=== Data provided ===
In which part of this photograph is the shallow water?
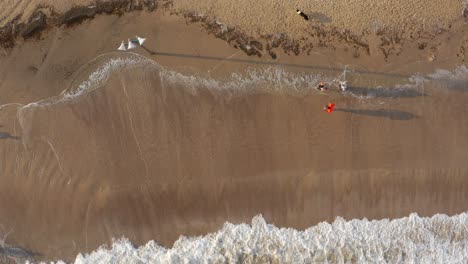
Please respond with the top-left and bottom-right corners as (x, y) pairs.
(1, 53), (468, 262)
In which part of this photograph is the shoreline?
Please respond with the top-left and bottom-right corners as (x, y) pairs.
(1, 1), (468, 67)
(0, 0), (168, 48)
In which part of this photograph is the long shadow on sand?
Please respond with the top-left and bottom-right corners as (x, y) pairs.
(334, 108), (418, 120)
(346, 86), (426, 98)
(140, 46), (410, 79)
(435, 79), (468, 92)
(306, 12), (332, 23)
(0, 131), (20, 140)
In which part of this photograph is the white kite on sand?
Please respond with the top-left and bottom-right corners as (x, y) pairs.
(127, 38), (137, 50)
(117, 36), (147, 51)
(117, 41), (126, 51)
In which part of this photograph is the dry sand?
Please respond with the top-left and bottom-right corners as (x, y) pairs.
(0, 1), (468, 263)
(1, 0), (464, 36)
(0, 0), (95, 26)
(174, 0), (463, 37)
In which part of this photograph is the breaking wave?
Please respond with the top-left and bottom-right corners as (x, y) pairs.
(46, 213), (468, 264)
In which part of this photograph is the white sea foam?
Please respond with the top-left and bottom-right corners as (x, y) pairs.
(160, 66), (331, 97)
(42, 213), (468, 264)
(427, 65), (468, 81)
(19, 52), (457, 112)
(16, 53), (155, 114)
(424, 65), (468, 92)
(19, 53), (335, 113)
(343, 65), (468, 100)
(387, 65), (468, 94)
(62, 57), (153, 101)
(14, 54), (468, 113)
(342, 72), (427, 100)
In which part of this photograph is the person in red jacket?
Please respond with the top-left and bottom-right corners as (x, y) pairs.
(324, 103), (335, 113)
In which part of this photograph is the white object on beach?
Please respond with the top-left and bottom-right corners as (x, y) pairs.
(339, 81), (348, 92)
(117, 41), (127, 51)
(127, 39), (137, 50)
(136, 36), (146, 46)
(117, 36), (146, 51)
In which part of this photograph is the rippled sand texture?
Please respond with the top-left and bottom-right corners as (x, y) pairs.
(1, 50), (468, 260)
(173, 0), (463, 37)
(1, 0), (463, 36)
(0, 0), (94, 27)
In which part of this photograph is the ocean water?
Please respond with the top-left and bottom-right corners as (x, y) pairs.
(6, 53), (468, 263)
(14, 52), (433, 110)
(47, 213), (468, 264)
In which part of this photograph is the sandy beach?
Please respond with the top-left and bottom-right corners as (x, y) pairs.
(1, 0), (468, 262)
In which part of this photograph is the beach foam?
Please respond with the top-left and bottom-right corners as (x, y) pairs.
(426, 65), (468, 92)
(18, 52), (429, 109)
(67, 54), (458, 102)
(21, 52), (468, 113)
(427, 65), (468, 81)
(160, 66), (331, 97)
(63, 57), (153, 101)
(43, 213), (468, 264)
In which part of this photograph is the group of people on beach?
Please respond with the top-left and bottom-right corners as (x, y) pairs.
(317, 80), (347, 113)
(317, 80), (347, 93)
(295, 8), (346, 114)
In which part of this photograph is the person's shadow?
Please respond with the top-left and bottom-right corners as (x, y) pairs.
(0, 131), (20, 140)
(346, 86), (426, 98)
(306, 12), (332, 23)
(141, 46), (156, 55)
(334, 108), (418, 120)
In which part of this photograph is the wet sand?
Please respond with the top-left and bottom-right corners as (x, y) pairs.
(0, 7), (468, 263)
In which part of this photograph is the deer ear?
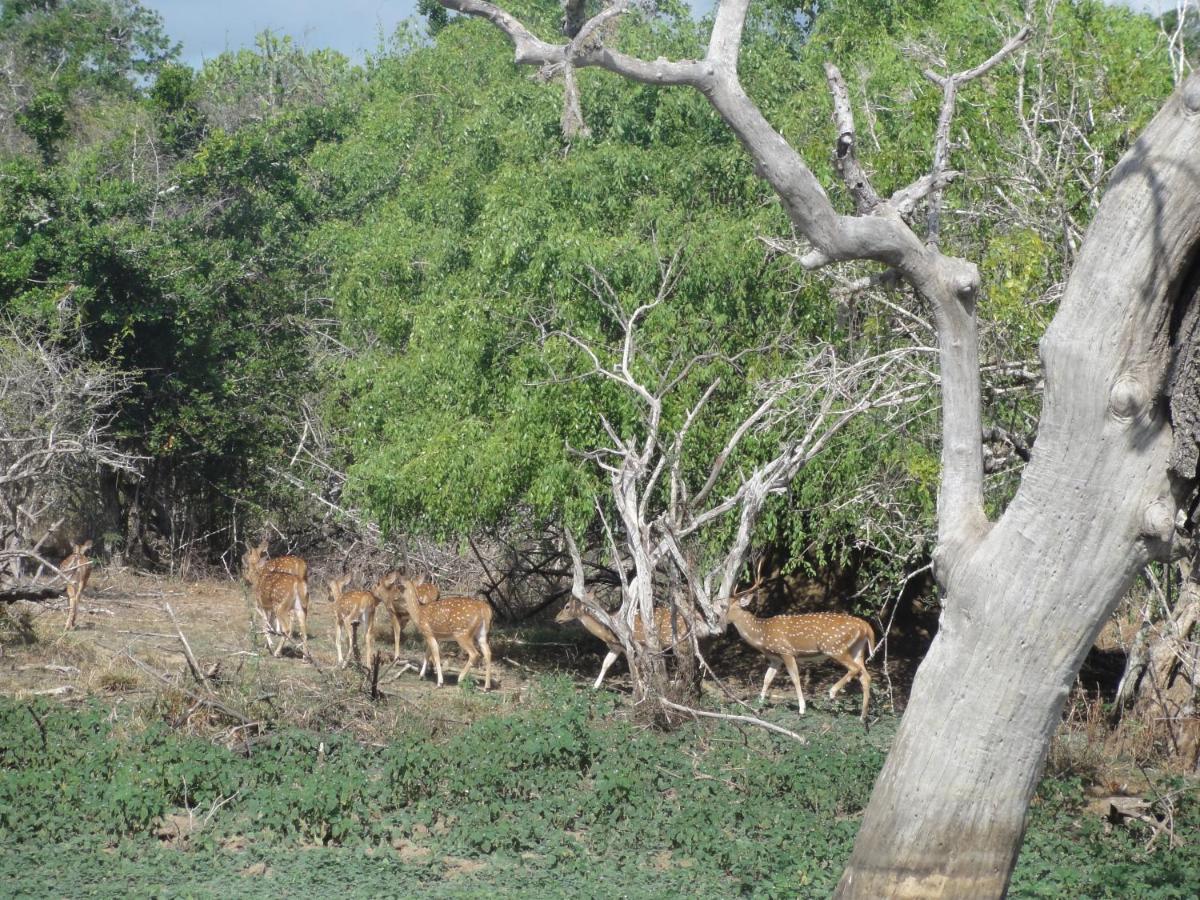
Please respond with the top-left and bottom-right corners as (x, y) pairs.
===
In the material above, find the line containing "In which part of this photograph is the white sea" and the line containing "In which part of this photograph is the person in", then write out exactly those two lines and every line between them, and nothing more.

**Reply:**
In which part of this photograph is the white sea foam?
Please respond with the top-left and bottom-right corners as (x, y) pairs.
(160, 66), (331, 97)
(42, 213), (468, 264)
(427, 65), (468, 81)
(19, 52), (457, 112)
(16, 53), (155, 114)
(424, 65), (468, 92)
(19, 53), (335, 113)
(343, 65), (468, 100)
(387, 65), (468, 94)
(62, 57), (153, 101)
(14, 54), (468, 113)
(342, 72), (427, 100)
In which part of this photograph is the person in red jacket?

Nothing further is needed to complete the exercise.